● Task requirements
For the records below, copy exactly the span that begins at the line containing "Find the white yard" and stops after the line containing "Find the window", minus any pictures.

[Dataset entries]
____________
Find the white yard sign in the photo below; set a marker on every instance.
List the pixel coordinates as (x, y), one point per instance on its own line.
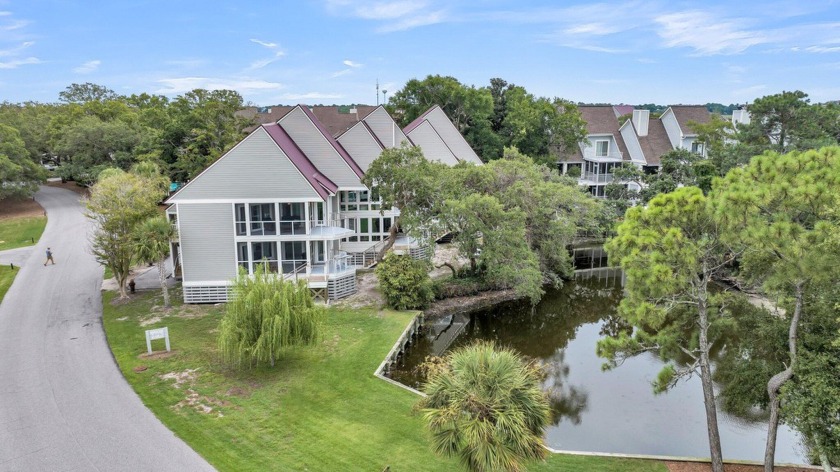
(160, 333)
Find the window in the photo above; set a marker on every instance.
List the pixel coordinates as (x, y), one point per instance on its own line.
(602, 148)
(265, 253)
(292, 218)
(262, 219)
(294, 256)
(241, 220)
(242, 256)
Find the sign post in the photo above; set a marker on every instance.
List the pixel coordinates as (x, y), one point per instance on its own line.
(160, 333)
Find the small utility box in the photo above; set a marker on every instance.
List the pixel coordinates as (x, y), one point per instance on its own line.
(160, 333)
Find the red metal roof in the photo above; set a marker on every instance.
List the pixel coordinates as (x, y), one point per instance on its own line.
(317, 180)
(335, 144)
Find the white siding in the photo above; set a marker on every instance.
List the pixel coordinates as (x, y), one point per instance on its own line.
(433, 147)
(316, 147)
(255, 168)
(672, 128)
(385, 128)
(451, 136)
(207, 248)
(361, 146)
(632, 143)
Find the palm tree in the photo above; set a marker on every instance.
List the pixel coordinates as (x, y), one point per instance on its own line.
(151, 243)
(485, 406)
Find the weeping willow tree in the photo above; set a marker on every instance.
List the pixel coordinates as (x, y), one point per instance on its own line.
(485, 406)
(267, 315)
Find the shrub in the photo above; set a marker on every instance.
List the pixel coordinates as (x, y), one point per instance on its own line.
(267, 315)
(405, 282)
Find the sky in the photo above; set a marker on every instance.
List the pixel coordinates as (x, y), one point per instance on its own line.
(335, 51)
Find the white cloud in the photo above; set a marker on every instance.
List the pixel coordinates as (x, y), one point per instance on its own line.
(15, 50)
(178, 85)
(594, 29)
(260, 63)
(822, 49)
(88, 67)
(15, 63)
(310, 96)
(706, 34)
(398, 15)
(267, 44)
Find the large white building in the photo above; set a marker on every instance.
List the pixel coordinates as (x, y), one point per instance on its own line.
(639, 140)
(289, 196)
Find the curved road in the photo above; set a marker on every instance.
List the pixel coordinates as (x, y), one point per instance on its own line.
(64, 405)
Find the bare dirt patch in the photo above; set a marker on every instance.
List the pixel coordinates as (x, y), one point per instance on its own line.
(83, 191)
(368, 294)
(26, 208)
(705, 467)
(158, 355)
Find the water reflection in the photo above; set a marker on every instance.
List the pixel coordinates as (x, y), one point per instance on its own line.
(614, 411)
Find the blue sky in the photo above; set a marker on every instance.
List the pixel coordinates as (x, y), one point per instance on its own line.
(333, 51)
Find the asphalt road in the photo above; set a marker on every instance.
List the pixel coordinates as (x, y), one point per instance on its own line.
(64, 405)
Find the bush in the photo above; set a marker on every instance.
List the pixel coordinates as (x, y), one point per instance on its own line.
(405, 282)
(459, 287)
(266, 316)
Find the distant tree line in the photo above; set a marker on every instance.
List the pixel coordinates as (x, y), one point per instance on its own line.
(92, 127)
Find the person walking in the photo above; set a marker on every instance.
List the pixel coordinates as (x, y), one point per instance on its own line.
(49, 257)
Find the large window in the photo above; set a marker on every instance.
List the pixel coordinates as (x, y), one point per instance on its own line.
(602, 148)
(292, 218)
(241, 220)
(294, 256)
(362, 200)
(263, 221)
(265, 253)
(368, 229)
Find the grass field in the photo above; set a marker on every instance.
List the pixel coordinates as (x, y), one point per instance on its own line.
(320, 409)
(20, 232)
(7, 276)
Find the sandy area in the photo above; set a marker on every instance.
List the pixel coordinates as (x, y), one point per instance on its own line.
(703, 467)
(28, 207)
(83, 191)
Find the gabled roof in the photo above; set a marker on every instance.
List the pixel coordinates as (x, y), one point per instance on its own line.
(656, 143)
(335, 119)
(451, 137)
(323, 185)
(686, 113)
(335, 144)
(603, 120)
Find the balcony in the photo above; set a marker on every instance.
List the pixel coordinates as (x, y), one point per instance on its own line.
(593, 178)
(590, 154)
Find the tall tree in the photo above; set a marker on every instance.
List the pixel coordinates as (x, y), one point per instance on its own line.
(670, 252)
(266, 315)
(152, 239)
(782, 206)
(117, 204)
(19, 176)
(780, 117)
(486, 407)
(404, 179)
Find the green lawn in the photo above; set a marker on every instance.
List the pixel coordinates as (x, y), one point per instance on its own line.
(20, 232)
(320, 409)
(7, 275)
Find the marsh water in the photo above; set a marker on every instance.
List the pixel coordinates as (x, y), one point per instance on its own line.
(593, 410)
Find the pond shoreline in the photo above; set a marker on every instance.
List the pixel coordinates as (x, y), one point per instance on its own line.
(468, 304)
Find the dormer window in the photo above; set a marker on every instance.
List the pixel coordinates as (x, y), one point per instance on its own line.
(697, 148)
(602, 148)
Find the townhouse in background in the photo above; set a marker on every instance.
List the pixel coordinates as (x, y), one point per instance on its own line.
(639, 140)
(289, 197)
____________
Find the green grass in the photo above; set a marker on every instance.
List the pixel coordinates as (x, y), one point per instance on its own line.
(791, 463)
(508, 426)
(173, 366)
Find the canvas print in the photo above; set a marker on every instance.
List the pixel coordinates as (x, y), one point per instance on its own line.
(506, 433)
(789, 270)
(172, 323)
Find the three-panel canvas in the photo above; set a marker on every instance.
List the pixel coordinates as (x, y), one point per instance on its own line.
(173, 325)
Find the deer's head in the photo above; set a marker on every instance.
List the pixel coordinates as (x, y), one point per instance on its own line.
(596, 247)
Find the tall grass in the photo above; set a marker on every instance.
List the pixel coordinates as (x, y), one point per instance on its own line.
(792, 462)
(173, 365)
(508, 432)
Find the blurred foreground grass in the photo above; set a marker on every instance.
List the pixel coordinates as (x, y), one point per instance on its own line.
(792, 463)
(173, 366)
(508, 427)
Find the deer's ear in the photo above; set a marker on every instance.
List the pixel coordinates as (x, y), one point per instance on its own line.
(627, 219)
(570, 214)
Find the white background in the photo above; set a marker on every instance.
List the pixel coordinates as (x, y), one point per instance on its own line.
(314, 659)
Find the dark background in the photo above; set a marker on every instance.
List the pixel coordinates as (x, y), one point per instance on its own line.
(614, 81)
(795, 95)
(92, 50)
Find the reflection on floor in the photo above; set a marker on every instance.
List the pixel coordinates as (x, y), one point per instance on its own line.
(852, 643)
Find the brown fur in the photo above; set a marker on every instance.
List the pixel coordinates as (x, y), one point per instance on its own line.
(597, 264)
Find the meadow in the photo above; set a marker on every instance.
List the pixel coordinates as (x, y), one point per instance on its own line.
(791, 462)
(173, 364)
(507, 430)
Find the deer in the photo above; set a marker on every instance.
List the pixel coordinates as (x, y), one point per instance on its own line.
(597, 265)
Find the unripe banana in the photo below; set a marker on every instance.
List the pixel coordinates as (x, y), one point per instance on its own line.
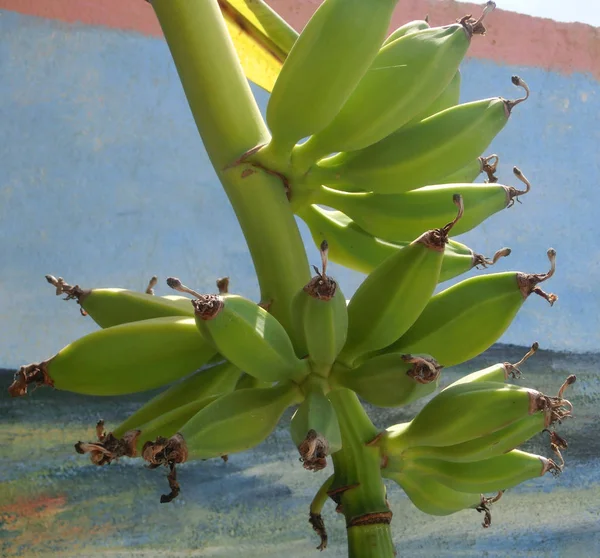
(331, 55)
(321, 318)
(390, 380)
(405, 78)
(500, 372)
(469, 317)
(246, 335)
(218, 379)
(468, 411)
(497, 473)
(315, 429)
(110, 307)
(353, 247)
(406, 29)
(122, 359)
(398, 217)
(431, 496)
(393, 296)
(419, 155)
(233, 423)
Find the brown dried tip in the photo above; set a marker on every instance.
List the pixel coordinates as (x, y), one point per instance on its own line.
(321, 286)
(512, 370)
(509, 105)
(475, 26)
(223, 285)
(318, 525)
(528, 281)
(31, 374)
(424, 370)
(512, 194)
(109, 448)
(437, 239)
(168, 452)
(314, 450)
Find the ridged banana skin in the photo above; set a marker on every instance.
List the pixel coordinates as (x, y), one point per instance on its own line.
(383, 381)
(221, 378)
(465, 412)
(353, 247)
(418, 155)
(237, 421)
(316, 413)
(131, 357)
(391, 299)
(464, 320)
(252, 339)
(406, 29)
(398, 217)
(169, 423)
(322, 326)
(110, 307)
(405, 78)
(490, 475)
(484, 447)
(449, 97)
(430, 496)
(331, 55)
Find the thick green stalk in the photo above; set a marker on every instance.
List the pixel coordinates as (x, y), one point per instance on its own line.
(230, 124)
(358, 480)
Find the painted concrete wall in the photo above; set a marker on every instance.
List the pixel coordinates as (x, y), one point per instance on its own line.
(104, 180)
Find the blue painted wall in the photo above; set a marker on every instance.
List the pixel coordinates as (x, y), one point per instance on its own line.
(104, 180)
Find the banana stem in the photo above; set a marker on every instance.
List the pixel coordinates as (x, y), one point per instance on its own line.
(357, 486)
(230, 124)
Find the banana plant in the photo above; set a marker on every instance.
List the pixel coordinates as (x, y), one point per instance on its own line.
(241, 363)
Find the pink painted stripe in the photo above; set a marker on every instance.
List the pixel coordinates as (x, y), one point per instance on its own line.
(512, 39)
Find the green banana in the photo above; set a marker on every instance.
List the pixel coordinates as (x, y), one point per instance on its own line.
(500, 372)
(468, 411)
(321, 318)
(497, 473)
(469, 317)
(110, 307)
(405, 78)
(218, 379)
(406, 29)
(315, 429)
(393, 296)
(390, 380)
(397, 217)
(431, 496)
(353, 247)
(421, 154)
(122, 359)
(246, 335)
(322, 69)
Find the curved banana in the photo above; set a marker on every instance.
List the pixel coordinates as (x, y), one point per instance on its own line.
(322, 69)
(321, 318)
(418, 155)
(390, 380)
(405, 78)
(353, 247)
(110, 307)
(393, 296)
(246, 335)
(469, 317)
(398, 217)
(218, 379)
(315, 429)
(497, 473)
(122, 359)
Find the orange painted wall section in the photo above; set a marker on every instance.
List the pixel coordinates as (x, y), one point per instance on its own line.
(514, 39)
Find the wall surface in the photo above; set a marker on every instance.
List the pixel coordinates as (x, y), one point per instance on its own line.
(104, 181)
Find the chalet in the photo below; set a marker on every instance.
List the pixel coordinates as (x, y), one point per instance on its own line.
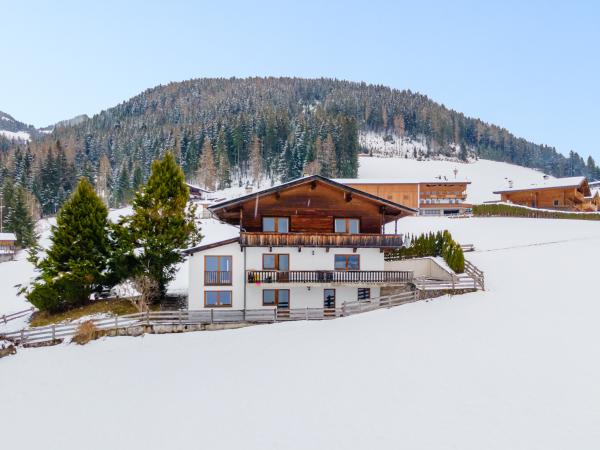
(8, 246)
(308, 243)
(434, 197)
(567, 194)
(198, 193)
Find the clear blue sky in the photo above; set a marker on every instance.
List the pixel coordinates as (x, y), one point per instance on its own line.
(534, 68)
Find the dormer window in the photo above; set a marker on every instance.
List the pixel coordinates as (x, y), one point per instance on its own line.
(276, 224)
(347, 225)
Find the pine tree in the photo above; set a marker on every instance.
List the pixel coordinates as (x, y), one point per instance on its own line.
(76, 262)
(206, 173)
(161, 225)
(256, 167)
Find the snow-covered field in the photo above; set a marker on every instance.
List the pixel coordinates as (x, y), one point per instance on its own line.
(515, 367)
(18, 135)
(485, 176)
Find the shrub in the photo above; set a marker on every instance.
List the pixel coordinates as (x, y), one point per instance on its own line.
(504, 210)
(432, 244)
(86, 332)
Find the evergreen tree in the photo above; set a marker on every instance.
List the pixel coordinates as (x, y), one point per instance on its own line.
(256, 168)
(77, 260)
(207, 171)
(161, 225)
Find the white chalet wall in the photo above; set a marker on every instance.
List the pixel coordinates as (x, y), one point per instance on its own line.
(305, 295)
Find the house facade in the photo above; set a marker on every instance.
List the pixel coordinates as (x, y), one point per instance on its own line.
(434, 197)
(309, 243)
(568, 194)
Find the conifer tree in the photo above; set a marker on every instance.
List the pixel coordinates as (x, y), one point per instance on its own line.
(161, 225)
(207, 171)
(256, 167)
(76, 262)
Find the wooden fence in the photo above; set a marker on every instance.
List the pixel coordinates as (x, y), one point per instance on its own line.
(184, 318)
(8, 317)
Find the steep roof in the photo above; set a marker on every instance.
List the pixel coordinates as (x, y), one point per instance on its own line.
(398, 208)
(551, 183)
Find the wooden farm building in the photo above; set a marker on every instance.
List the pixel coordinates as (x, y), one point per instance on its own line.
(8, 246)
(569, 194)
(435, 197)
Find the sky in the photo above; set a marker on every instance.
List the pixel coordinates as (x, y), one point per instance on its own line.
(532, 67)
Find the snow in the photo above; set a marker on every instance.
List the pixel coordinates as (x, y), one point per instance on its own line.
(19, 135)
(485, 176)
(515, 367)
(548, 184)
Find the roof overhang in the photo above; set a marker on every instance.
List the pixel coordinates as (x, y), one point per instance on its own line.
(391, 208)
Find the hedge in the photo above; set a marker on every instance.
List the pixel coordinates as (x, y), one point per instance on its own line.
____________
● Written answer
Find the white yard sign in the photo below; set a marker on every instance.
List the pixel coordinates as (x, y), one point per instance on its own line.
(160, 333)
Find the window in the photo above; set a marker on every instance.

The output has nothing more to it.